╭─ Page text

Indeed, TEA-N→O absorbs at 198 nm (in hexane), which means that it transmits in rest of UV plus the overall visible spectrum and consequently, it has colorless appearance.
But dilution in polar solvents (such as TEA) and especially in presence of oxygen, causes absorption blue shift that may reach up to the near UV spectrum, depending on the strength of intermolecular interactions with the solvent.
On the other hand, the clearly visible spectrum is 380-740 nm. However and under certain circumstances, humans can percept wavelengths that are out but near the edges of the visible spectrum; but weakly and unclearly.
Thus, TEA-N→O diluted in TEA absorbs in the near UV due to the absorption blue shift; as a consequence it transmits in the complementary spectrum, which is unclear brown that is the additive color of white, red and black. But in the high dilution and due to the high dilution, TEA-N→O (as well as all amine N-oxides) has an unclear yellow-orange-brown appearance, depending on the storing time.

╰─
╭─ Data entries

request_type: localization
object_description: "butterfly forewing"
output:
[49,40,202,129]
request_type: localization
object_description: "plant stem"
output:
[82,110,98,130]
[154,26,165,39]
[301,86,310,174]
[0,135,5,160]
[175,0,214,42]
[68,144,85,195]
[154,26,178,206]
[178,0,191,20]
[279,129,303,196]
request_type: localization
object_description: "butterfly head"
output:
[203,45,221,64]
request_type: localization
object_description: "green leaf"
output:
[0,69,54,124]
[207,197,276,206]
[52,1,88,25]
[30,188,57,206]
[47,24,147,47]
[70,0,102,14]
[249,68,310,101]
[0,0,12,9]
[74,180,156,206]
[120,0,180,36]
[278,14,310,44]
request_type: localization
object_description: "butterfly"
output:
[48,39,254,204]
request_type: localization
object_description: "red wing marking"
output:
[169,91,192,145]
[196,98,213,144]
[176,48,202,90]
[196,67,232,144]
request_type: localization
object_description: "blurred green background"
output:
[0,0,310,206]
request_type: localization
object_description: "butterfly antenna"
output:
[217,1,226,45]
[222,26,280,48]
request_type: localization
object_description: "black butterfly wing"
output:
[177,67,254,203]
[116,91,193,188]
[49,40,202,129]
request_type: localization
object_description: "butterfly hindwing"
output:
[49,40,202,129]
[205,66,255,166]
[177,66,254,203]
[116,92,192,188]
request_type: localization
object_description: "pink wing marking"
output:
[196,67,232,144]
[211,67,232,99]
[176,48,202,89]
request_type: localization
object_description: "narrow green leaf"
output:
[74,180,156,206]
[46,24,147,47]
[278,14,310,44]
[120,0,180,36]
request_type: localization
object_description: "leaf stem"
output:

╰─

__Exercise brief__
According to the passage on TEA-N→O, at what wavelength does TEA-N→O absorb in hexane?

__Reply__
198 nm